(Records excerpted from a collection)
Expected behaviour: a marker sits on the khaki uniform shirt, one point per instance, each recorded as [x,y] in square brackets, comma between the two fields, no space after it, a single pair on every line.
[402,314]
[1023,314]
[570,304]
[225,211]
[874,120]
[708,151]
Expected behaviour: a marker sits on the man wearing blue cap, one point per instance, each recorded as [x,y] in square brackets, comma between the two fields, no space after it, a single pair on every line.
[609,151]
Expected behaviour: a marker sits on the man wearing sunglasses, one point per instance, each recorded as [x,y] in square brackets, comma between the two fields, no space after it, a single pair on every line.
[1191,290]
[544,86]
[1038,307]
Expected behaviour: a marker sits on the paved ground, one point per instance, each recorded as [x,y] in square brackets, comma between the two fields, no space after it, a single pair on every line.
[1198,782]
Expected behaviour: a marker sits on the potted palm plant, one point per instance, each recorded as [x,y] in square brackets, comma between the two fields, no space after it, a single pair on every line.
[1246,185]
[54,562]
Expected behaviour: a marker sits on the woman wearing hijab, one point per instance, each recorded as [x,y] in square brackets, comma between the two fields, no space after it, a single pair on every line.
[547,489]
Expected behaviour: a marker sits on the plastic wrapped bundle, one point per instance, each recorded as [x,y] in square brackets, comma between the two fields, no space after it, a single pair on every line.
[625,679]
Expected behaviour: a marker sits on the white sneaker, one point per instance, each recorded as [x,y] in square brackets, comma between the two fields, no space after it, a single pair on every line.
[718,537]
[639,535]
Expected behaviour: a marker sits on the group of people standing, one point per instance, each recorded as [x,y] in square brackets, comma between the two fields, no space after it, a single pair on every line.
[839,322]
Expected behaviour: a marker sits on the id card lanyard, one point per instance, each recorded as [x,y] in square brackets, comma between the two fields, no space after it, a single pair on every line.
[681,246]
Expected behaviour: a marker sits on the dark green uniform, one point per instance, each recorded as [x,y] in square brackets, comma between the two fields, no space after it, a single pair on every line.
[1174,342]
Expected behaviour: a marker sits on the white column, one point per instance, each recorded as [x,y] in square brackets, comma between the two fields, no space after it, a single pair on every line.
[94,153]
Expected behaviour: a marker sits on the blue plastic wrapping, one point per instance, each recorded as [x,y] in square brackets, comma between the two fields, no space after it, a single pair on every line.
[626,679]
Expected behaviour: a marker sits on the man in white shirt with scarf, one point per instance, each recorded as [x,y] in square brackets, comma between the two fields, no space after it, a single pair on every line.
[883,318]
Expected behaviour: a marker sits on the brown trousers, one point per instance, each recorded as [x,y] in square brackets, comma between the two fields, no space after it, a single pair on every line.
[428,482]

#### [YOUR TASK]
Would you write out all of the data again, unchanged?

#### [EXERCISE OUTPUT]
Expected behaviour: a marker sits on the khaki uniform shirt, one point per instance, each recorded as [x,y] in square brackets, comma between the two fields, no space after it, a single pair on every line.
[402,314]
[1023,314]
[570,304]
[225,211]
[874,120]
[708,151]
Expected behaviour: a marker sits on the man wearing blue cap, one point per instance, each recorded as [x,y] in square brackets, comma between the two fields, no space after it, a single pair on every line.
[609,151]
Expected behaviour: a marker sits on the man wearing sunglasses, one point per instance, each recorded as [x,y] in square brackets, comma between the two fields, no space after it, a single pair on every line.
[1191,290]
[544,86]
[1038,307]
Expected behaviour: a marker sits on the paved ground, one point per instance, each recorded as [x,y] in square brackets, comma between the two fields, no space after it, a single pair on every line.
[1198,782]
Expected behaviour: a marker sits on the potted palm plant, one point per instance, each recorded as [x,y] in square brackets, comma between the two fields, no space after it, a single pair on every line.
[1246,185]
[54,562]
Expected behaviour: a marker sits on the woman wearing hijab, one point per instance, each recorded as [x,y] in square brackets, comma between the two fields, no space after it, a single pair on every line.
[547,489]
Expected behaviour: a marker sits on the plastic wrapped bundle, one point per instance, each recorded as [x,y] in square brackets, comma between the two fields, no space after it, a single pair on every line.
[625,679]
Expected behaviour: a marker sits on the white sneaker, one point per instance, each recorded as [x,y] in square brackets, comma between the two fields, no space after it, a single pair on every line.
[718,537]
[639,535]
Expected behaviour: a marker sits on the group of people standing, one point per instance, each recorded as [x,y] in square brackets, comma between the two fields, no space after it, a single pair on every line.
[839,322]
Expected behaviour: a marker sits on the id card lanyard, one point per instance, each recorded as [x,y] in square brackets, comma between the two fields, no space after it, a single pair on every line.
[681,246]
Expected behaviour: a marker sits on the dark green uniform, one point per instance, each recorded as [x,y] in square brackets, comma between the two fields, no space after it, a single pair on every line.
[1174,342]
Expected behaviour: a marker sits on the white column, one point per instance, each recorded as [x,y] in square brackets, comma between the two fields, no space after it, a single pair on every line.
[94,153]
Expected behaviour: a marker sits on the blue plastic wrapping, one point per instance, each recorded as [x,y] in square brackets, comma between the two fields, no space after it, a single pair on every line.
[626,679]
Expected behaviour: a marker sits on the man in white shirt with scarf, one point per instance, each recorded as [x,y] in square brackets, comma between the two fields, no space after it, a single pair on every line.
[883,318]
Expected behaviour: a marker sits on the brown trousers, one point per instance, each recorded as [x,y] in square brackets, comma between the two fields, no space after it, a single pair on every line.
[428,482]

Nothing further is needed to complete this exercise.